-- WHAT THIS TASK INVOLVES --
Exact repetition of the whole listing is what this exercise asks for.

------------------------

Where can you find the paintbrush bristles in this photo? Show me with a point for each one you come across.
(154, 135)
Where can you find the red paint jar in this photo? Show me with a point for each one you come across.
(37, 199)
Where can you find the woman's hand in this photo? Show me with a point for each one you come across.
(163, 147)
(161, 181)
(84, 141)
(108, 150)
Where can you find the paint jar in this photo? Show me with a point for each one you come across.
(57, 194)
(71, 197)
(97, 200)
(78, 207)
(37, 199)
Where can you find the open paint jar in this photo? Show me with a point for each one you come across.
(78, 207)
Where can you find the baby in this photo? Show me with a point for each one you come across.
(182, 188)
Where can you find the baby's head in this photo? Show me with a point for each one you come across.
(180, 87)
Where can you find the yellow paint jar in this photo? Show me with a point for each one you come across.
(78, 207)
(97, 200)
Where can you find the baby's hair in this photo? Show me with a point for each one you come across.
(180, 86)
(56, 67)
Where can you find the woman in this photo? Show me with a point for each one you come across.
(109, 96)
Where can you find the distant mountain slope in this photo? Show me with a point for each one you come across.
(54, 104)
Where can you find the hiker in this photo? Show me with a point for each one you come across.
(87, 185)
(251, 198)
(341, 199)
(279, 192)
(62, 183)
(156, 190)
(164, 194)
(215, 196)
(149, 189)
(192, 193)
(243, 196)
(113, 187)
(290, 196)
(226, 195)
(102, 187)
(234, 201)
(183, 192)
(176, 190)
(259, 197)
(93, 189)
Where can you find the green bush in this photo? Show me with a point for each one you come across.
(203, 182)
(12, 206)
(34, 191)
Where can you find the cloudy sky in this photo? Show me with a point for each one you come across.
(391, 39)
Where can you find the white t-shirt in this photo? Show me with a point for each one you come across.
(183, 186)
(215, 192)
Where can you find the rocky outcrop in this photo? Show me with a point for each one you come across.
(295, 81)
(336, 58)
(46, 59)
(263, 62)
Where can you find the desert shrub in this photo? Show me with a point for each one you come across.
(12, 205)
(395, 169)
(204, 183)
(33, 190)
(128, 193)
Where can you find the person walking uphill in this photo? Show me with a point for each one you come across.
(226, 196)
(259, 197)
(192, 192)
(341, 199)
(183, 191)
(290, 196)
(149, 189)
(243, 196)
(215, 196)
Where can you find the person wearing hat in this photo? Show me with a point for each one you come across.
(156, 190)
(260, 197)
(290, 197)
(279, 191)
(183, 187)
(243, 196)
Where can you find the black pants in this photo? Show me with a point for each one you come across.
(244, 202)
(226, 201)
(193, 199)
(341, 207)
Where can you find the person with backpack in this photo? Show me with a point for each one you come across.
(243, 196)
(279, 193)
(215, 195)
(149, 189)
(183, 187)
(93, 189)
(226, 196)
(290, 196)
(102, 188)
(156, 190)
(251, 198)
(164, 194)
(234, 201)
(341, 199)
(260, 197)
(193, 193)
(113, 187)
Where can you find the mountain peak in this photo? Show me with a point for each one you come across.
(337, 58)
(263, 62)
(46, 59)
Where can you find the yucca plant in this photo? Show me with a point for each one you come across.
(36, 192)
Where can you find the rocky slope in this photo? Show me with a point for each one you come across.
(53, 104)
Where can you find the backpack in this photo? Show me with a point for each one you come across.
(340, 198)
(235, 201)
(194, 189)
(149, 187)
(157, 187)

------------------------

-- ANSWER FOR THIS EXERCISE --
Where can you find the paintbrush bristles in this photo? Show me with a point for each one you come across.
(154, 135)
Where can you find the red paint jar in this photo? Show me with a point for each one you come across.
(37, 199)
Where can you find the woman's hand in this photo? Show me with a point for each one you come across.
(163, 147)
(161, 181)
(84, 141)
(108, 150)
Where can you find the paint jar in this photo? Show me with a point for each one you come across.
(57, 194)
(71, 197)
(97, 200)
(78, 207)
(37, 199)
Where can you find the open paint jar in this photo? Show me with a point for each one you come across.
(78, 207)
Where can you find the baby in this photo? Show me with a point for each one you come across.
(182, 188)
Where can you find the baby's head in this photo? Show me with a point for each one you come across.
(180, 87)
Where can you find the yellow paint jar in this photo? Show me with a point for each one you come across.
(78, 207)
(97, 200)
Where can you find the baby's hair in this photo? Show me with a point for each one you come across.
(180, 86)
(56, 67)
Where can you find the woman in this photo? Show me with a point for each one you come across.
(109, 96)
Where can you find the distant mountain slope in this photo? Show me with a point for each one you come across.
(54, 104)
Where can you find the hiker in this photo? Show me with a point for each one you come across.
(87, 185)
(251, 198)
(341, 199)
(279, 192)
(62, 183)
(156, 190)
(164, 194)
(215, 196)
(149, 189)
(192, 193)
(243, 196)
(113, 187)
(290, 196)
(226, 195)
(102, 187)
(234, 201)
(183, 192)
(176, 190)
(259, 197)
(93, 189)
Where can you find the green bush in this photo? Show me with a point for each one you come across.
(203, 182)
(12, 206)
(34, 191)
Where can you find the cloudy sky in this photo? Show me with a point for each one you come across.
(391, 39)
Where can you find the white t-shirt in this photo? Show me with a point for each one you come across.
(183, 186)
(215, 192)
Where can you find the rocky outcrop in this photo? Show me with a point for each one you come across.
(295, 81)
(336, 58)
(46, 59)
(263, 62)
Where can you find the desert shrub in this photo? Show me with a point for each one you come across.
(12, 205)
(395, 169)
(204, 183)
(33, 190)
(128, 193)
Where can you find the person walking uphill in this photo? Show me with a point for each one you come across.
(226, 196)
(259, 197)
(192, 192)
(341, 199)
(183, 191)
(290, 196)
(149, 189)
(243, 196)
(215, 196)
Where can you find the person wearing hat in this photo? Show me with a point for each one you come across.
(156, 190)
(260, 197)
(290, 197)
(279, 191)
(183, 187)
(243, 196)
Where can you find the black pants in this photo? Show me with a point for each one you come across.
(244, 202)
(226, 201)
(193, 199)
(341, 207)
Where can you find the person with backpack in this photo? Show me with a point for each one you come across.
(243, 196)
(279, 193)
(215, 195)
(149, 189)
(183, 187)
(93, 189)
(226, 196)
(290, 196)
(102, 188)
(156, 190)
(251, 198)
(164, 194)
(234, 201)
(341, 199)
(260, 197)
(193, 193)
(113, 187)
Where can you find the mountain peak in this photo? Show me with a point for each one you come across.
(337, 58)
(263, 62)
(46, 59)
Where can you find the yucca plant in this photo? Show me with a point for each one you come across.
(36, 192)
Where can you find the rocky slope in this photo? Show me with a point for each one you come across.
(53, 104)
Where can you find the backpack in this photo? Show me with a point for each one you come across.
(340, 198)
(235, 201)
(194, 189)
(149, 187)
(157, 187)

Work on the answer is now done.